▶ [Material provided]
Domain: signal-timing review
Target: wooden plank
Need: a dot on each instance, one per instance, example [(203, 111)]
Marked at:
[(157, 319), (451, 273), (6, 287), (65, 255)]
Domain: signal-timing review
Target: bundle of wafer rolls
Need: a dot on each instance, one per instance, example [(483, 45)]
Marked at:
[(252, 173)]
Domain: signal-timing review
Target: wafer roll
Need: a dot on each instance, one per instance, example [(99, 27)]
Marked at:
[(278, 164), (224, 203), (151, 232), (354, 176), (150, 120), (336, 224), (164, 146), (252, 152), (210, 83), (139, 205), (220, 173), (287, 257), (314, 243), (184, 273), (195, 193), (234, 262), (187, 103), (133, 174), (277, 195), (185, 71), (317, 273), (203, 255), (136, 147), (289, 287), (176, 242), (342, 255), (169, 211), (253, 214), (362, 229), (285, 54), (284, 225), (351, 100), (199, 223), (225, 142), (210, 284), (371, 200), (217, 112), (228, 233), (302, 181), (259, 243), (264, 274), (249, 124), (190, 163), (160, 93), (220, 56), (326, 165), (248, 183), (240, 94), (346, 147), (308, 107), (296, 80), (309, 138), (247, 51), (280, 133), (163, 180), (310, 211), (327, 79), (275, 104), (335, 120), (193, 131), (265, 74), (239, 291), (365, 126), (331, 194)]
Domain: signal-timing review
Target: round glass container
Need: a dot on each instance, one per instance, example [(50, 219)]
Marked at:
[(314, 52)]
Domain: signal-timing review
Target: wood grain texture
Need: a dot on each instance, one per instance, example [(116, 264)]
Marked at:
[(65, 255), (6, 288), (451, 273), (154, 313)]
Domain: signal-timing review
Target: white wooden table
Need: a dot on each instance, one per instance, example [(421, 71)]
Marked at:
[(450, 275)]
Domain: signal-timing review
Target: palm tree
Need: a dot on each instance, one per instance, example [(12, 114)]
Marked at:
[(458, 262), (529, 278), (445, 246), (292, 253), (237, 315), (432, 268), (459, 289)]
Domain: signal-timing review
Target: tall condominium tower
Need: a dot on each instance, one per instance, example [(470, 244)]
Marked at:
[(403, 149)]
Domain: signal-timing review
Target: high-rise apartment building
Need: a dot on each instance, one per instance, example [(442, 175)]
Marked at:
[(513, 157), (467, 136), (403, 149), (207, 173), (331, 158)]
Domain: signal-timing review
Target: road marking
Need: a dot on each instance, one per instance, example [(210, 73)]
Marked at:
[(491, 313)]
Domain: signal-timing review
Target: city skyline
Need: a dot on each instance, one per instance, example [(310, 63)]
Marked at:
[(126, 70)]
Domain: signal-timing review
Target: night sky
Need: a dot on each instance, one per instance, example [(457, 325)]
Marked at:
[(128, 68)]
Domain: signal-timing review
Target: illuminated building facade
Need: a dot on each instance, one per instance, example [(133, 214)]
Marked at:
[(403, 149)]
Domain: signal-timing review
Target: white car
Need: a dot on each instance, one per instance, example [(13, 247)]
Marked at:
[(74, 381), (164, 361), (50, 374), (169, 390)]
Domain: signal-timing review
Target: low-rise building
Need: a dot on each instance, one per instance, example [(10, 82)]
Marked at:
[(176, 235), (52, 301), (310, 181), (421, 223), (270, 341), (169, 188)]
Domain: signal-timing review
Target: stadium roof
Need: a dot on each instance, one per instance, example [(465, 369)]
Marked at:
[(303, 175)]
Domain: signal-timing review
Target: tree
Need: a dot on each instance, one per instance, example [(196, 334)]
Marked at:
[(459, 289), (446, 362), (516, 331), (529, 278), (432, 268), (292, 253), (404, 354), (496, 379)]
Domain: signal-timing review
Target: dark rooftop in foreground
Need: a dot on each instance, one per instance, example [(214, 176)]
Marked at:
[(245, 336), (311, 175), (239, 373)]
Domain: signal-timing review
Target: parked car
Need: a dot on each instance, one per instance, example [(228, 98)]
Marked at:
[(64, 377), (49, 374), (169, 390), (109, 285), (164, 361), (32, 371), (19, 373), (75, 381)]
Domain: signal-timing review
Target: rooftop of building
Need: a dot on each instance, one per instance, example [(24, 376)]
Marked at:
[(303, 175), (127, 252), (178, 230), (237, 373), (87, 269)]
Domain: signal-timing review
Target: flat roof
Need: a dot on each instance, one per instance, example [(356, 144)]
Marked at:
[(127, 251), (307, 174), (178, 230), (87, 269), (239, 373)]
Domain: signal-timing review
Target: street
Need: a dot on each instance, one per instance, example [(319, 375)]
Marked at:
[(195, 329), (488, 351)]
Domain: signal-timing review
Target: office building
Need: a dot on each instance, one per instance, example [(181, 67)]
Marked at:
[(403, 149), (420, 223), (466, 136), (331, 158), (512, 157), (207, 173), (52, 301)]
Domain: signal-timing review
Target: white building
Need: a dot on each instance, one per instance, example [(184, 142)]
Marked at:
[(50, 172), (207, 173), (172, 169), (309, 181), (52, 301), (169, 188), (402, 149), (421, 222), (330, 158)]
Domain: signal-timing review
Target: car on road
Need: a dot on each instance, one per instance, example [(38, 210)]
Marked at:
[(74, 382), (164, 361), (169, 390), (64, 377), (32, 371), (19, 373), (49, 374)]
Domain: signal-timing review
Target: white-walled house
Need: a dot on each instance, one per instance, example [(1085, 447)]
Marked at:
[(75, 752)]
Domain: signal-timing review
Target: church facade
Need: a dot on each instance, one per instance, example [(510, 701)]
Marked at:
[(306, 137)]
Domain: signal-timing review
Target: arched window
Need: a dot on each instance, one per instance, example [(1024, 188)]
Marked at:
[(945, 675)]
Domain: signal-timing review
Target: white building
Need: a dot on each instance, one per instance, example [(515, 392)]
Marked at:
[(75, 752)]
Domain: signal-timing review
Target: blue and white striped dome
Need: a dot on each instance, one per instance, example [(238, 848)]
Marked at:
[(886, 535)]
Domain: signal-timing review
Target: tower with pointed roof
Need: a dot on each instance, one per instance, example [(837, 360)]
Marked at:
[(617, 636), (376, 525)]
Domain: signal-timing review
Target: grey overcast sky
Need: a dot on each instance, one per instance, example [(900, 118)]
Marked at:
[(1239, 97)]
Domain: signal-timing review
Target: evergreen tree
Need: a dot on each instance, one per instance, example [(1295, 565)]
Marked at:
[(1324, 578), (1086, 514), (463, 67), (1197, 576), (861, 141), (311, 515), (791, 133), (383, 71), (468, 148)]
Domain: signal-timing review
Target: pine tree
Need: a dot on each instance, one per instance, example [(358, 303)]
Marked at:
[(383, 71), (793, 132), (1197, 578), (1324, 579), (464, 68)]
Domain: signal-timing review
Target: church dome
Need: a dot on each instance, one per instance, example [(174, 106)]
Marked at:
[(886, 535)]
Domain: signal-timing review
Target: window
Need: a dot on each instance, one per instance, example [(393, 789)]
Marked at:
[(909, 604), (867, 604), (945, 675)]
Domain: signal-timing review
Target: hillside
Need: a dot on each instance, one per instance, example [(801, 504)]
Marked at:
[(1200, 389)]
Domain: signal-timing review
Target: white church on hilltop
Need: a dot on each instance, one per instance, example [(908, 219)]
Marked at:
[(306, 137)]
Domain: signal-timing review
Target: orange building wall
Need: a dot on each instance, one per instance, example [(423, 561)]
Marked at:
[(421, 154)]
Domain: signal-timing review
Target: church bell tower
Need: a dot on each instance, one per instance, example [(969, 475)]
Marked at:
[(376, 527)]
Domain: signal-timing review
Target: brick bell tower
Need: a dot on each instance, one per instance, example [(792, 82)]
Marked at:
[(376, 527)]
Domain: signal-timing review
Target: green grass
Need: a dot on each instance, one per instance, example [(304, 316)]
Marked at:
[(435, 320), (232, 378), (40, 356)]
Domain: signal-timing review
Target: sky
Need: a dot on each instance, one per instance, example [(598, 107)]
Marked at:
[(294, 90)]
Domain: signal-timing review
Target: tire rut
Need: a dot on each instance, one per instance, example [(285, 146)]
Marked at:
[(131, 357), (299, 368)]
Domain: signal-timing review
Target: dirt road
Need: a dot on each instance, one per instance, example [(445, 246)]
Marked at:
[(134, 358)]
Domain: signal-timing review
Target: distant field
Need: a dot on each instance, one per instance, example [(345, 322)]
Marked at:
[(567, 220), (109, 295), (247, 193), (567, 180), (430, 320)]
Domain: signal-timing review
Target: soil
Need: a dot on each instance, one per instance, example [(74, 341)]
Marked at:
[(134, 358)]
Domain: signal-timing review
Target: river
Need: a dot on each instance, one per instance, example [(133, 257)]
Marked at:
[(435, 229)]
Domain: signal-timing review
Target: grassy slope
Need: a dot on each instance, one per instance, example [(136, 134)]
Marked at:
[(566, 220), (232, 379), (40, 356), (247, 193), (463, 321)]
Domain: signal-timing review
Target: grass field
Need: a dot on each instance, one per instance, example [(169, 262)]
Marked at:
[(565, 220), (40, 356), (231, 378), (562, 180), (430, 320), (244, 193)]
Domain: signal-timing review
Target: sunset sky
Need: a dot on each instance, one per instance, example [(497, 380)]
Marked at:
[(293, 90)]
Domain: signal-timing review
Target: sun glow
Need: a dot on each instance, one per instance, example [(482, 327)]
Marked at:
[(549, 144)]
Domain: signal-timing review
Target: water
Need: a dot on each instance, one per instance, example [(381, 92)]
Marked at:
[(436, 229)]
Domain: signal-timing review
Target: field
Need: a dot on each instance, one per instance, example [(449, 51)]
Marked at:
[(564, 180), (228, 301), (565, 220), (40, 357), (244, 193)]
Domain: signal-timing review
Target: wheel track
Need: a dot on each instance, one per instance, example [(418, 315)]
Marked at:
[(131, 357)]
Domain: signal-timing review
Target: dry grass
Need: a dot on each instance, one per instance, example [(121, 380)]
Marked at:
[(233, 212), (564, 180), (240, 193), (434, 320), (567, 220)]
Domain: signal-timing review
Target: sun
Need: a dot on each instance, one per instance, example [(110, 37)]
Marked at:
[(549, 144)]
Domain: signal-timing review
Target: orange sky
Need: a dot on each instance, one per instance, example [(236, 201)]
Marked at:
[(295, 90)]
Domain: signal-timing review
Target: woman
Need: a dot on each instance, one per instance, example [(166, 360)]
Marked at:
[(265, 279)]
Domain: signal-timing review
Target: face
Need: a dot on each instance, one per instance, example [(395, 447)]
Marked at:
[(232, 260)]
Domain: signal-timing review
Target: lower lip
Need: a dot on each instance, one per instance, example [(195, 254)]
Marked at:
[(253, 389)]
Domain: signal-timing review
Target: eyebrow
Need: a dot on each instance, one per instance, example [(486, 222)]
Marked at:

▶ [Task requirements]
Please pick out every line in the rows above that contains the word "field", and copy each of those lines.

▶ [Answer below]
Target: distant field
Target: grass field
Target: field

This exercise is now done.